*Try it:*
Produce a verbatim copy of the data below that contains no pictures.

Records drawn from a dataset
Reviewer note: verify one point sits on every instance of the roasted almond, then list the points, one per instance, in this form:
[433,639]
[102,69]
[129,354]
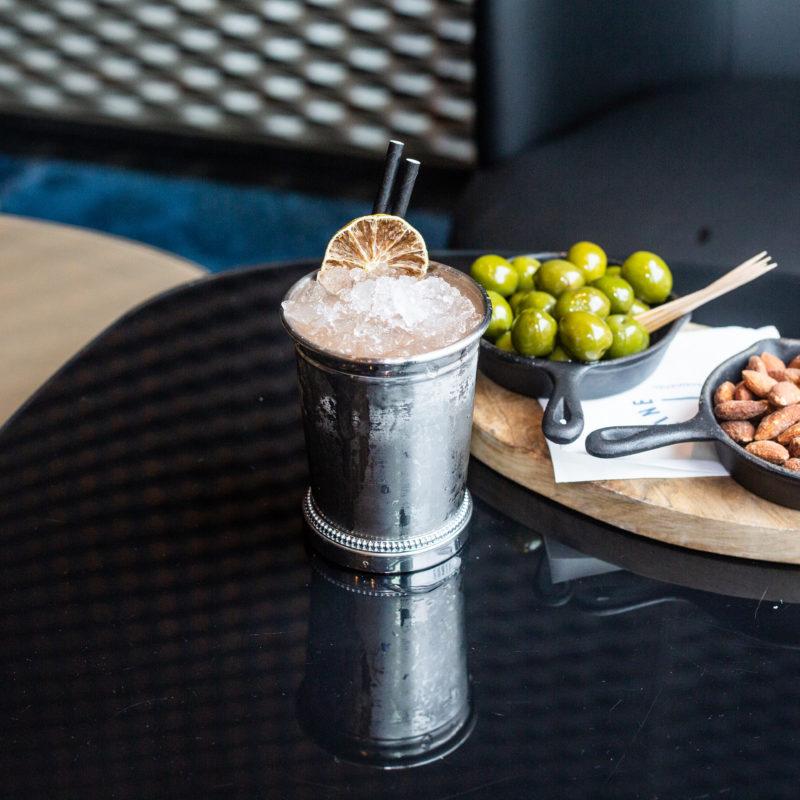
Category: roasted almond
[784,393]
[756,363]
[770,451]
[777,422]
[759,383]
[741,392]
[771,361]
[789,434]
[740,430]
[724,393]
[741,409]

*Problem solution:*
Reviewer note: verify one point sits on every instance of the roasted almond, then list the points, one per instance, in this form:
[433,639]
[102,69]
[129,354]
Category: roasted almond
[784,393]
[756,363]
[770,451]
[777,422]
[759,383]
[741,392]
[771,361]
[789,434]
[740,430]
[724,393]
[741,409]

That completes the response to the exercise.